- Opening Delimiter -

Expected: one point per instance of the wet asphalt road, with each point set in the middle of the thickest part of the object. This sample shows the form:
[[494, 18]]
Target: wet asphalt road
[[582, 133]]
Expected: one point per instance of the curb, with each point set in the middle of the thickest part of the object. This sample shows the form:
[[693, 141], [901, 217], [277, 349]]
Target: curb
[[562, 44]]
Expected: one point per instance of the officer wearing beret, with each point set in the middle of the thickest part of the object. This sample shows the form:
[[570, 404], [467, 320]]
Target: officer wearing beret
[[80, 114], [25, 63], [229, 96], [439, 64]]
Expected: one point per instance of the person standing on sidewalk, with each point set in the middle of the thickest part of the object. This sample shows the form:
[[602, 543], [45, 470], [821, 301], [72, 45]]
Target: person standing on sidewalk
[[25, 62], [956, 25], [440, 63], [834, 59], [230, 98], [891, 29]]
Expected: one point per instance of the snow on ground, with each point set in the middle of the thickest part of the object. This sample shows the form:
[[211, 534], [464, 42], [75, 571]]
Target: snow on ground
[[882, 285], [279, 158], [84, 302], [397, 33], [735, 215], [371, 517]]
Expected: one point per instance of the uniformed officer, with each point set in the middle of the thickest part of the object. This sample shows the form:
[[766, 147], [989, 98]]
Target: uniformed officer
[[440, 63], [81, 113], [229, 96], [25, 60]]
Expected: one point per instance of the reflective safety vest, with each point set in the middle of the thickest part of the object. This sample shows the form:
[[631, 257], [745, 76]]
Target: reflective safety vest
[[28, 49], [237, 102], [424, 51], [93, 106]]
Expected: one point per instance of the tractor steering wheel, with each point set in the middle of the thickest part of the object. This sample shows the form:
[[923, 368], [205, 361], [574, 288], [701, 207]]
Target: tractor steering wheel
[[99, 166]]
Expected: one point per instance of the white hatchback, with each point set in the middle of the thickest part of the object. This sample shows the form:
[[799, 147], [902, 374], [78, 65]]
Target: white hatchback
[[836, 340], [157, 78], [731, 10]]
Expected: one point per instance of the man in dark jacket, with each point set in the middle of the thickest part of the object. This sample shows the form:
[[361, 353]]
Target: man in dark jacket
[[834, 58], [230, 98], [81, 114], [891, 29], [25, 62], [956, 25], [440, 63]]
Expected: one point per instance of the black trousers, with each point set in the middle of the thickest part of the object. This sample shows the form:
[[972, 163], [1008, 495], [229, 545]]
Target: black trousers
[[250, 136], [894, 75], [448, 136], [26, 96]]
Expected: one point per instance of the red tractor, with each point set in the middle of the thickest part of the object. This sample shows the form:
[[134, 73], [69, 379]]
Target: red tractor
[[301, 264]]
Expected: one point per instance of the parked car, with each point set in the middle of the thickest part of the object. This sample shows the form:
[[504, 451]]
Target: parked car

- Closing Delimiter -

### Exercise instructions
Copy every line of the data above exactly.

### Answer
Expected: one point per instance of the wet asphalt road, with each point set in the middle of the thickest part of the object. This sample shows the form:
[[494, 18]]
Target: wet asphalt road
[[582, 133]]
Expected: one point per instance of the curb, with each point set in the middle of the thickest part of the object. This sample shows the form:
[[693, 141], [901, 217], [277, 349]]
Target: curb
[[562, 44]]
Expected: one point per instance of the officer wearing beret, with each point set in the middle of the thickest part of the object. This sample shows the form:
[[570, 404], [467, 320]]
Target: officer wearing beret
[[80, 114], [25, 63], [229, 96], [439, 64]]
Expected: one point per instance of the person standing on sidewalk, with each point set in the middle of the thickest part of the object. This sample shows the form:
[[602, 543], [45, 470], [821, 301], [72, 45]]
Target: person standing on sidewalk
[[25, 62], [956, 25], [440, 63], [834, 59], [230, 98], [891, 29]]
Expected: one point per instance of the snow on ground, with each point set in the middle of the thickest part of the object. This sample shows the form:
[[211, 534], [464, 42], [75, 571]]
Target: snow on ground
[[882, 285], [279, 158], [84, 302], [397, 33], [735, 215], [371, 517]]
Expected: one point per instance of the uniformed officer, with each point set in the middle of the thickest part of the object. This sample shows the form:
[[766, 147], [989, 98]]
Target: uniformed officer
[[440, 63], [81, 113], [229, 96], [25, 60]]
Expected: one point per instance of the reflective safety vest, with each point set in the middle of the thickest part of the object. This sample shows the form:
[[631, 257], [745, 76]]
Target: reflective safety vest
[[28, 49], [237, 102], [424, 51], [93, 106]]
Expected: one point per instance of the tractor steering wheel, with each point set in the middle of the thickest part of the object. This sample shows the form:
[[923, 368], [205, 361], [574, 288], [701, 207]]
Target: tractor steering wheel
[[99, 166]]
Expected: one point per instance of the white hatchback, with each point set in the middle of the thickest part of the object. This sample shows the form:
[[799, 147], [902, 374], [78, 65]]
Target: white hatchback
[[836, 340], [157, 78], [731, 10]]
Expected: one point per instance of the man in dark jacket, with each point set in the middle of the thickest part of the object. This sample shows the form:
[[361, 353]]
Target: man in dark jacket
[[834, 58], [230, 98], [81, 114], [891, 29], [25, 62], [956, 25], [440, 63]]
Expected: one point per instance of the black trousers, with each point set in the middle of the thickest part of the object. This sample shows the form:
[[972, 163], [1008, 495], [229, 545]]
Target: black trousers
[[250, 136], [894, 75], [448, 136], [26, 96]]
Expected: one point per instance of the red tractor, with each point set in the middle of the thickest part of the object. This sample shows the form:
[[134, 73], [69, 379]]
Target: red tractor
[[301, 264]]
Expected: one point per instance of the parked car, with each point set in the middle of the thickest part of the object. This sample shows the form:
[[504, 451]]
Target: parked car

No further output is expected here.